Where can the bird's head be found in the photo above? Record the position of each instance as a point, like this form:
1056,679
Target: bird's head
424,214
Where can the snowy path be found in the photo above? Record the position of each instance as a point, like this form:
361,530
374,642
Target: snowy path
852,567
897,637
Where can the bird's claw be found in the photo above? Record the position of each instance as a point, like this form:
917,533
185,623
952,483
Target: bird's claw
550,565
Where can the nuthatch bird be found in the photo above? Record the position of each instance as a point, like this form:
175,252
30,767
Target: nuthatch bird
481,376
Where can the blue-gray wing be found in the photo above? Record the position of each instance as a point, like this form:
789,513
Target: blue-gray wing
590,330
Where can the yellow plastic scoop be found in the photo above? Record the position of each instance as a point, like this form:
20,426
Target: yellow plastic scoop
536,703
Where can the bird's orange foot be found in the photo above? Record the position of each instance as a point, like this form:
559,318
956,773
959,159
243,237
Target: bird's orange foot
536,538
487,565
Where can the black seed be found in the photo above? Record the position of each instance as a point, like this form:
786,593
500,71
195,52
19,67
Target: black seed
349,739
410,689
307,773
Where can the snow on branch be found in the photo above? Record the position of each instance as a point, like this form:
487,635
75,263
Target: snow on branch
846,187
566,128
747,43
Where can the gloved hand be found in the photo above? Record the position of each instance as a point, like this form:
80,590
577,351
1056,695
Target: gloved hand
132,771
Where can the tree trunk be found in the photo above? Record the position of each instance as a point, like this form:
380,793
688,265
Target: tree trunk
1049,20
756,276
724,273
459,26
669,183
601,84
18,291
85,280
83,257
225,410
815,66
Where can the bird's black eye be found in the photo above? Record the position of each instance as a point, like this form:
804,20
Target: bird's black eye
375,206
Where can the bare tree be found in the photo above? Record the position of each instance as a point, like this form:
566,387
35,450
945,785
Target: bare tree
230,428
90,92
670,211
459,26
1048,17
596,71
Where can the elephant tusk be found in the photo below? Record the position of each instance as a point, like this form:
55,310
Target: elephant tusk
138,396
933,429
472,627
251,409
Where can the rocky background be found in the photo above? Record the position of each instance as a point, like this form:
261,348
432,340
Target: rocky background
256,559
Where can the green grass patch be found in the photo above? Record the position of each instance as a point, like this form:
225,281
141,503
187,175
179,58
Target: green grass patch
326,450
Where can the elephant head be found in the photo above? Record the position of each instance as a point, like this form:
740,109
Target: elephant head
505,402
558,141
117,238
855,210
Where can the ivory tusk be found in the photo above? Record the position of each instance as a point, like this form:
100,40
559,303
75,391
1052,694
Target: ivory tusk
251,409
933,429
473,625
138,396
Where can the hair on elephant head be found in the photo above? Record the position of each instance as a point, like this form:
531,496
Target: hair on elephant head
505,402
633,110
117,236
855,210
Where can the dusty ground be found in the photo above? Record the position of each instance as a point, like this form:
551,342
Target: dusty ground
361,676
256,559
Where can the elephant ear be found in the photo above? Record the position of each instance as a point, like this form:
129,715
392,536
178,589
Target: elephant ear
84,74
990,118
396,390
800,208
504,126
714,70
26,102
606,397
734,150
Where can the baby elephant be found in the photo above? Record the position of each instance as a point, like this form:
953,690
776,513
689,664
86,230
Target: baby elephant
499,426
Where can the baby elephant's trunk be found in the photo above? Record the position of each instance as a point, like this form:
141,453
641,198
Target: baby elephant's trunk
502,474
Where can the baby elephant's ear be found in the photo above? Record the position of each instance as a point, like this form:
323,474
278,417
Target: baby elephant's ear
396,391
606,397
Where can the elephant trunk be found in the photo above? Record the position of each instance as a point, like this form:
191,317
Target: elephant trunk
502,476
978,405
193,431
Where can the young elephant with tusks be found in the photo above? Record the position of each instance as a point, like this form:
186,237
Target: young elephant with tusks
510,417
──────────────────────────────
Work request: A verbatim copy of all the records is required. Write it out in full.

Written reply:
Where can the bird's head be found in the photo above? Record the position of each instance as a point, like this form:
1056,679
Target: bird's head
424,214
Where can the snowy path be found in the photo above? Record the position of each instance as a point, like this form:
361,530
374,642
Target: snowy path
852,567
897,637
Where can the bird's claw be found in the photo above? Record the position of each instance as a point, like this form:
917,533
185,623
952,483
Target: bird's claw
550,565
Where can the nuthatch bird be found in the photo above? Record the position of each instance as a point, like this form:
175,252
30,767
Target: nuthatch bird
481,376
Where can the blue-gray wing be found in the photo above? Record the position of each instance as a point, like this form:
789,513
Target: blue-gray wing
590,330
Where can the yellow plastic scoop be found in the photo above? Record the position of each instance as a point, like this form:
20,426
Target: yellow plastic scoop
536,703
Where can the bird's orange foot be found in the photo above? Record the position of each instance as a point, like this form:
559,318
956,773
959,159
243,237
Target: bird's orange foot
536,538
487,565
Where can the black seed be found in the photo above? Record the position of each instance as a point, like this form:
786,593
500,71
195,52
19,67
Target: black seed
349,739
410,689
307,773
Where can the snow on branch be found in the photo above? Record the position of each instance as a point, like this form:
487,635
75,263
Target: snow on branch
846,187
566,128
747,43
Where can the gloved hand be found in the photo above? Record the position of each instance as a point, like this form:
80,590
577,351
1056,695
Target: gloved hand
132,771
Where can the tree trunk be found in the photo above? Record the position of each instance as a point, like this form:
380,793
688,265
Target: tree trunk
1049,20
756,276
724,273
459,26
669,183
601,84
18,291
85,280
83,257
225,410
815,66
Where can the bird's black eye be found in the photo above? Record the position of each instance as a point, like this form:
804,20
Target: bird's black eye
375,206
Where can the bare tree be found in the photo above? Record the position of each instance as a point, like this form:
566,387
35,450
945,785
Target: bare tree
230,428
90,92
670,211
459,26
1048,17
596,71
Where can the elephant tusk be found in the photo below? Record the position of each instance as a point, like this form:
55,310
Target: elephant tusk
138,396
933,429
472,627
251,409
Where can the rocky background be found in the photo above? Record the position of each instance as a point, like this form:
261,348
432,340
Target: rocky background
256,559
Where can the green grass patch be found in the photo above? Record the position of each instance as a point, like this form:
225,281
141,503
187,175
179,58
Target: green grass patch
326,450
Where can the elephant head be found in the photo above? Record the position of each instance as a point, like this form:
740,109
Target: elephant head
505,402
558,141
117,238
855,210
Where can the ivory tusk be found in the photo above? Record the position of each instance as a point, like this form:
100,40
559,303
75,391
1052,694
Target: ivory tusk
251,409
933,429
473,625
138,396
Where can the hair on elephant head be found in the photo above? Record the position of each instance as a point, like this form:
531,496
Target: hair on elephant head
505,402
633,110
117,236
855,210
Where can the dusty ground be found in the photo above? Record the position of each instance as a point, like this form:
551,342
Target: dusty ground
361,676
256,559
Where can the elephant ear be found in the photo above? Record the position of each instance as a point, like this form:
129,715
392,536
178,589
Target: elephant ear
84,74
990,118
396,390
800,208
504,126
714,70
26,102
606,397
734,150
Where can the baby elephant be found in the photo above? Record the position of each instance as a point, like this form:
953,690
776,513
689,664
86,230
Target: baby elephant
499,426
Where can the baby elephant's trunk be found in the photo above? Record the position of each instance as a point, like this form:
141,453
641,198
Target: baby elephant's trunk
502,474
Where can the baby elephant's ear be found in the photo above? Record the position of each instance as a point, like this form:
323,474
278,417
Target: baby elephant's ear
396,391
606,397
Where can the elephant trunk be found in the photo above? Record the position of each instance as a point, like this form:
191,317
Target: elephant trunk
502,476
978,405
193,431
Where can the young elephant with tusks be found in the photo above? Record the position of each instance as a point, like this form:
186,237
Target: young elephant with tusks
510,417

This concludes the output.